(ENTRIES SHOWN begins)
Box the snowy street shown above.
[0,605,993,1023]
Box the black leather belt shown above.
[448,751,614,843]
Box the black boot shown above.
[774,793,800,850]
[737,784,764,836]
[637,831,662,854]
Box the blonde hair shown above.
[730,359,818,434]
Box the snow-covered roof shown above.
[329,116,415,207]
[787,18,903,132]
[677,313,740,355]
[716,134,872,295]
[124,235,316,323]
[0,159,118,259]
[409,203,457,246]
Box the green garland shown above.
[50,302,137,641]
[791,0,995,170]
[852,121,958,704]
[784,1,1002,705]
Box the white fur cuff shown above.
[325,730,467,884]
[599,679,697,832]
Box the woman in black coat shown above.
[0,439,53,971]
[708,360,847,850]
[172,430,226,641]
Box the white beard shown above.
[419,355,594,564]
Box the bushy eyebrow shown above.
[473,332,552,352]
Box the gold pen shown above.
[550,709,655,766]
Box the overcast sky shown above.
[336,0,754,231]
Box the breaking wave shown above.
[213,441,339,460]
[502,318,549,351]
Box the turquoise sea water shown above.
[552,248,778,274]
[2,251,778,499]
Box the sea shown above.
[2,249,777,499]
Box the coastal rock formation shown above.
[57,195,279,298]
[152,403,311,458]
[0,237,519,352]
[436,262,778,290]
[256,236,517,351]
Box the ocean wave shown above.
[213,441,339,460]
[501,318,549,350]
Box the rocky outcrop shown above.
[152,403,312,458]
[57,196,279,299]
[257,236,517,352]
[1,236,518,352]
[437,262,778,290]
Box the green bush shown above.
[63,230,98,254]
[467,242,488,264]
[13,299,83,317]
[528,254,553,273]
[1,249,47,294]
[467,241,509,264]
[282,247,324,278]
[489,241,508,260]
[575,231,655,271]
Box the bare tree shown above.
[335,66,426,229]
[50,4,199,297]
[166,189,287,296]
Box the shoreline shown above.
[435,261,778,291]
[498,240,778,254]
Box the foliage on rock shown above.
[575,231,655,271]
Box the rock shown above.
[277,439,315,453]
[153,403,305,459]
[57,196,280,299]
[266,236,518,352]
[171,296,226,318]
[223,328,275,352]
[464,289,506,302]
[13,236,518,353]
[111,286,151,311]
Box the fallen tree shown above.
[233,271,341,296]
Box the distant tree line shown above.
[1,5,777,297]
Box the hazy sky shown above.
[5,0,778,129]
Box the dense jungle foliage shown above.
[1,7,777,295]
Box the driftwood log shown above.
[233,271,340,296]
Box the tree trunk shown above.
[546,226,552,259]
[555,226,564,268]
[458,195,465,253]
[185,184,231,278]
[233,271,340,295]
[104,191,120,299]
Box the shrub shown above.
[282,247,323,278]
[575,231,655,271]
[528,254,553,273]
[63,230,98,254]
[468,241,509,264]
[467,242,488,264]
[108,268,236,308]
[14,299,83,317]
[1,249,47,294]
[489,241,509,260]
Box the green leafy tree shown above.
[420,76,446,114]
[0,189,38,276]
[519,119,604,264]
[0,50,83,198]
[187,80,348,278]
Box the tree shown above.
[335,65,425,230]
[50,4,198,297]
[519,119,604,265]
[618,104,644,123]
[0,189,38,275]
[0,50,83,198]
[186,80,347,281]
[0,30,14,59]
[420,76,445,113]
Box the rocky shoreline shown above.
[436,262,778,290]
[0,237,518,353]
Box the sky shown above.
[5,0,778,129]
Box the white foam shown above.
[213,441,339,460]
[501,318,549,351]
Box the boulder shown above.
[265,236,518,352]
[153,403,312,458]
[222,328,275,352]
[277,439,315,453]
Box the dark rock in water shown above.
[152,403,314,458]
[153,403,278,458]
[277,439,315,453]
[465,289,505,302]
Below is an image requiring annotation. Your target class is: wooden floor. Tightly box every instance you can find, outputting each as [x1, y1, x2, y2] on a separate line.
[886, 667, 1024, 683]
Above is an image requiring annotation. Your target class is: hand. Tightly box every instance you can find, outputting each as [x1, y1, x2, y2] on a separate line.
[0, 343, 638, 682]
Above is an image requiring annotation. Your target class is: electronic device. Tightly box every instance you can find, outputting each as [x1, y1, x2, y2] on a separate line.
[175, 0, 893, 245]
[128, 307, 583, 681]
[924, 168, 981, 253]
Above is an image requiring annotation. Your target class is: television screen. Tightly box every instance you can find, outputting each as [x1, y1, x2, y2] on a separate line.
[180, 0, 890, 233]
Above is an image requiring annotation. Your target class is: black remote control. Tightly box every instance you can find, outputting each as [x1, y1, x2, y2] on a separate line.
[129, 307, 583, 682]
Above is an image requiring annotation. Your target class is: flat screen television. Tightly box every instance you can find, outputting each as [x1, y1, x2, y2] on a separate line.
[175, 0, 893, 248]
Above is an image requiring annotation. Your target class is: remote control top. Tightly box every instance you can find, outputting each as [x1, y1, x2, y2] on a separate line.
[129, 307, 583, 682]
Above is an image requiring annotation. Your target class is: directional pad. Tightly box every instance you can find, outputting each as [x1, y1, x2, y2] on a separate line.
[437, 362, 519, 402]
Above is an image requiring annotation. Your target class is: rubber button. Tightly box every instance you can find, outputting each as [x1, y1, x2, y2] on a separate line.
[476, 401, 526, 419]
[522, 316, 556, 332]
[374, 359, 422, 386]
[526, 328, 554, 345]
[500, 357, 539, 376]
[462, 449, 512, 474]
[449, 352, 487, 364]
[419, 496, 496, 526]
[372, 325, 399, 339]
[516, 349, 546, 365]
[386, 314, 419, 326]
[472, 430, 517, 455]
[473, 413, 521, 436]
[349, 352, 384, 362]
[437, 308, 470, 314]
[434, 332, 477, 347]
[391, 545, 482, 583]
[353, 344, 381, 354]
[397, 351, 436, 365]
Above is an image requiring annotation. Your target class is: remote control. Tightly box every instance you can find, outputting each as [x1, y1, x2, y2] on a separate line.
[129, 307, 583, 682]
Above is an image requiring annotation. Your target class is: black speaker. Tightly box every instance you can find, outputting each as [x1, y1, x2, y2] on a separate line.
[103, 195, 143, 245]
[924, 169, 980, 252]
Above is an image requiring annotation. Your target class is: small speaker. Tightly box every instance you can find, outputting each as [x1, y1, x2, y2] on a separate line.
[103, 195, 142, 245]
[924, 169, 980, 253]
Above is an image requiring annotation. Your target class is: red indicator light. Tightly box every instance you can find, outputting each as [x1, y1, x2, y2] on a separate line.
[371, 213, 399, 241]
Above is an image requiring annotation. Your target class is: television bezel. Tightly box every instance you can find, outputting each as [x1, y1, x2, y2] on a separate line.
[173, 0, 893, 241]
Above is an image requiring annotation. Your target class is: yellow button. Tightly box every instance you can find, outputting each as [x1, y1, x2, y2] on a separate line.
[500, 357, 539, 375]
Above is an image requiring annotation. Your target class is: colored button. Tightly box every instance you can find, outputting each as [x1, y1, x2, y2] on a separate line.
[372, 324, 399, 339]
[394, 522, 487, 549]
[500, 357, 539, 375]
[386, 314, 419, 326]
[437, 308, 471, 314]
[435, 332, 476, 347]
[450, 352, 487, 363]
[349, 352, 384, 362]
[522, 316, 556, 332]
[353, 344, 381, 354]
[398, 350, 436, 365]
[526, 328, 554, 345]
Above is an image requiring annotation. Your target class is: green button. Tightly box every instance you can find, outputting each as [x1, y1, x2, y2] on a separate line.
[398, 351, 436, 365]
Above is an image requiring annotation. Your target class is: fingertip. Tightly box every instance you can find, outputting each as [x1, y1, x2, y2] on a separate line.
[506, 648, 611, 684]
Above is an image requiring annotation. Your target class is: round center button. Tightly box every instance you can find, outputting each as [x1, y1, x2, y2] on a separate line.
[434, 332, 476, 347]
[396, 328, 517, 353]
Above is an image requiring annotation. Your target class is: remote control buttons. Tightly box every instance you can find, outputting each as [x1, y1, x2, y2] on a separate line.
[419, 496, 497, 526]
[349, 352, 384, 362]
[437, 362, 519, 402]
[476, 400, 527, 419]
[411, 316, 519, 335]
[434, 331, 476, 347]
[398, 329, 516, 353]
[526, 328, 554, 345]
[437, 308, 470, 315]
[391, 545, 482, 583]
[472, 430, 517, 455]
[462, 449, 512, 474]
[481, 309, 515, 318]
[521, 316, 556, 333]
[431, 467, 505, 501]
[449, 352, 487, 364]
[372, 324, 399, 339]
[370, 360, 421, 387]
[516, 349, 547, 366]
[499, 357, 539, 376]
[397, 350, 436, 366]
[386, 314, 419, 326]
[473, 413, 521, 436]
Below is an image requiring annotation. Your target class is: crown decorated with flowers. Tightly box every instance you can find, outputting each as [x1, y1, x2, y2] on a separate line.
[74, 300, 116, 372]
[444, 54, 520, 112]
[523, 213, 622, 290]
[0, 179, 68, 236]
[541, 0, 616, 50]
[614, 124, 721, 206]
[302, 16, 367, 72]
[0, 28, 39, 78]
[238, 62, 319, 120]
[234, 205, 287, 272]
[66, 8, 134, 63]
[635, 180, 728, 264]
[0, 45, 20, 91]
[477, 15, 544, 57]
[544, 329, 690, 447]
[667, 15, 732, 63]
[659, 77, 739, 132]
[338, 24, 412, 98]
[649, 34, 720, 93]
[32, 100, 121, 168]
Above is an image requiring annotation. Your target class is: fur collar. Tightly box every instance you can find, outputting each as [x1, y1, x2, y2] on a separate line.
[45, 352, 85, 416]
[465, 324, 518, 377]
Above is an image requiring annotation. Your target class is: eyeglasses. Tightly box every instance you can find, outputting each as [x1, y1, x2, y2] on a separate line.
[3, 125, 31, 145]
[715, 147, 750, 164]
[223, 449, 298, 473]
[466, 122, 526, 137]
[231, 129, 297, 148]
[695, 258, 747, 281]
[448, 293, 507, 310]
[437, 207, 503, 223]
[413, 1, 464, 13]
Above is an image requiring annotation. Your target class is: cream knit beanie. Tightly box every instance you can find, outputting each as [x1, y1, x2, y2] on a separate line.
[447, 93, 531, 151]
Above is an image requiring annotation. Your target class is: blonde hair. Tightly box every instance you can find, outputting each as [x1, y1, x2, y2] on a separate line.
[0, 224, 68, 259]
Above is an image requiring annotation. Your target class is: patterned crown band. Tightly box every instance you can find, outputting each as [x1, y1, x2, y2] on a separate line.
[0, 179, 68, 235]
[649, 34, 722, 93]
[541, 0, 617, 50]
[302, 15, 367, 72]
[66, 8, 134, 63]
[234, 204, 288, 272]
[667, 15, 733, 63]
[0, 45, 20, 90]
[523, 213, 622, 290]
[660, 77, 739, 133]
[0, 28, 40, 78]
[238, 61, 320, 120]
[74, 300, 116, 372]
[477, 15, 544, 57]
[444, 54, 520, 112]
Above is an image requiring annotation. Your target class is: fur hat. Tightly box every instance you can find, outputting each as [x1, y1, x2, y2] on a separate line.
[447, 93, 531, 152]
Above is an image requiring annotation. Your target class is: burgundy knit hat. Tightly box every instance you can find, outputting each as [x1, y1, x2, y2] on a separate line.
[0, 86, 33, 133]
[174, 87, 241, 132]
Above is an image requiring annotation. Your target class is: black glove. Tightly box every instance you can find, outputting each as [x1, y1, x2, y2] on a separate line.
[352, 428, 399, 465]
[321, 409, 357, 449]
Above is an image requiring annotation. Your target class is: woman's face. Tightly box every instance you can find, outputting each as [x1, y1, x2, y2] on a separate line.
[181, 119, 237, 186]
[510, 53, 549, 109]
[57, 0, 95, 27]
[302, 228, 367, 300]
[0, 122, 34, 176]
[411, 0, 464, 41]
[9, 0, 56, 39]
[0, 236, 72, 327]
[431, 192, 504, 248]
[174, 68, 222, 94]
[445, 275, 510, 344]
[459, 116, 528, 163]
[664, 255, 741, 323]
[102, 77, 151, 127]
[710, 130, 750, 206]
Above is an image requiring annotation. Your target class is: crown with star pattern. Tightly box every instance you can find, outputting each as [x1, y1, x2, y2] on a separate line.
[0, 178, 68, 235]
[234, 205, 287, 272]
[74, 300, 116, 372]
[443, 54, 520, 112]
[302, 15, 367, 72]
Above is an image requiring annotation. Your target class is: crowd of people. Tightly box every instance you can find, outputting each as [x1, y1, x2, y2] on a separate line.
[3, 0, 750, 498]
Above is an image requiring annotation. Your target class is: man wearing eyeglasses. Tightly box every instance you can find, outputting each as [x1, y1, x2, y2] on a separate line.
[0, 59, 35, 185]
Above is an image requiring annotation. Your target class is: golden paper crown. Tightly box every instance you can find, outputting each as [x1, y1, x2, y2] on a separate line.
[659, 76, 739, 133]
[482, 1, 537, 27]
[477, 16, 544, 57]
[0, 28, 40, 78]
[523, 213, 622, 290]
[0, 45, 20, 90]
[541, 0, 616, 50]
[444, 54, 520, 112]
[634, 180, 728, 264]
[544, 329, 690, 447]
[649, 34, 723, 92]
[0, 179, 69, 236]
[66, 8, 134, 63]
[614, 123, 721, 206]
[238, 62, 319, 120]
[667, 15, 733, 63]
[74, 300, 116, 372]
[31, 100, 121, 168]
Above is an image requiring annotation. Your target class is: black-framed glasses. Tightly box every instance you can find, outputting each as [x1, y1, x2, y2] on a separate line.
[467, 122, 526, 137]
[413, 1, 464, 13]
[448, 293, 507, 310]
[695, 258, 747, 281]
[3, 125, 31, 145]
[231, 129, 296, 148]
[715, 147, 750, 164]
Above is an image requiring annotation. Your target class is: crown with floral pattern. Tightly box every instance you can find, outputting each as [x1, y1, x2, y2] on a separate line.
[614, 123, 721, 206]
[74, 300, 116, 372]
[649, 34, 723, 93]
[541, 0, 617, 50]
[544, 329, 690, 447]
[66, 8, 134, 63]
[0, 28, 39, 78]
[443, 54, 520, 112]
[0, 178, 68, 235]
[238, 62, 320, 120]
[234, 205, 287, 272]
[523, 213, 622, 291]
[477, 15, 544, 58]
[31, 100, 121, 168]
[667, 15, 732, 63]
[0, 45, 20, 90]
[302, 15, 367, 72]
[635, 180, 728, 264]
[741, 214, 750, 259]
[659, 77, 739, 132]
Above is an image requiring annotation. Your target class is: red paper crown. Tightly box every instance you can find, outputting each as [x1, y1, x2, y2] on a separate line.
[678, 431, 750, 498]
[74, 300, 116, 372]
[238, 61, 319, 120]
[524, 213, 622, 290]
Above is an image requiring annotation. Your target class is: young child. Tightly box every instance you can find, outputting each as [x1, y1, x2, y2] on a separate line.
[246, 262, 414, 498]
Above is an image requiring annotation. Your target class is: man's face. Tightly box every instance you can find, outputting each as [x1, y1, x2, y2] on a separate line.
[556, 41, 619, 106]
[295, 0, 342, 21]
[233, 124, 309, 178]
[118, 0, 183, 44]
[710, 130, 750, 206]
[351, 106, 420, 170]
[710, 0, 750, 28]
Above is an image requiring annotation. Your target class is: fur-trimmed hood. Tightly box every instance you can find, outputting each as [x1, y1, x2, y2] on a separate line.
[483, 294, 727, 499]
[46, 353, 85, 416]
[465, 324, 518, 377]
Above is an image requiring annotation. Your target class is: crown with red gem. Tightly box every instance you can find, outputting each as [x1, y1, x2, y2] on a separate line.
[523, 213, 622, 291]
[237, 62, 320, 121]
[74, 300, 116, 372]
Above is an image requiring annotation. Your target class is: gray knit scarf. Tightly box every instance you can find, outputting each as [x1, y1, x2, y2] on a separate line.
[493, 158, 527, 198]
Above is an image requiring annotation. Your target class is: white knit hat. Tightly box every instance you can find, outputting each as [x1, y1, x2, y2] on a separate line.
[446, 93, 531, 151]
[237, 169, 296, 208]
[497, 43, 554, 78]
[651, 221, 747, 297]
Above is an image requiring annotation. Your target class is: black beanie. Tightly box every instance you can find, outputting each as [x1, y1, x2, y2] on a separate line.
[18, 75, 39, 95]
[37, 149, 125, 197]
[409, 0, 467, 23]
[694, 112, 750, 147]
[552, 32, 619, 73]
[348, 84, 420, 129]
(ENTRIES SHOWN ends)
▶ [ASSIGNMENT]:
Return the lines from the one containing "class is: man's" through the last line of the records. Include both ends and nothing else.

▶ [WORKED SOLUTION]:
Above is an image requiring annotation. Your target class is: man's face. Tightly box every instance you can find, outputting each as [x1, y1, x2, y2] on a separate line.
[556, 41, 619, 106]
[295, 0, 342, 21]
[233, 124, 309, 178]
[118, 0, 183, 44]
[710, 130, 750, 206]
[351, 106, 420, 170]
[710, 0, 750, 28]
Above is an image requiring annotation. Your target class is: fur-trimmed hood. Tightly box every instance you can find, outputting each as [x1, y1, x2, y2] on a separate line.
[483, 294, 727, 499]
[46, 353, 85, 416]
[465, 324, 518, 377]
Above is an image requiring annotation. Your target class is: crown with red gem. Tightly box every instance you can find, outputting each as [x1, y1, x2, y2] on a separate line.
[523, 213, 622, 291]
[237, 62, 320, 121]
[74, 300, 116, 372]
Above is an image requiring annotation. Your target class is: gray knit scarf. Tightly box every instance you can find, outputting each as [x1, y1, x2, y2] on a separate line.
[493, 158, 527, 198]
Above is an image requiring annotation. Your target class is: white knit hat. Tightly box every instance you can find, outputting each as [x1, y1, x2, y2] on a separate line.
[446, 93, 531, 151]
[237, 169, 296, 208]
[497, 43, 554, 78]
[651, 221, 747, 297]
Above is an image requiring annotation. Your target class is: black beanie. Tightly box every instance you can find, outputting each as [x1, y1, x2, y2] on a separate line.
[18, 75, 39, 95]
[37, 149, 125, 197]
[409, 0, 467, 23]
[694, 112, 750, 147]
[552, 32, 619, 73]
[348, 84, 420, 129]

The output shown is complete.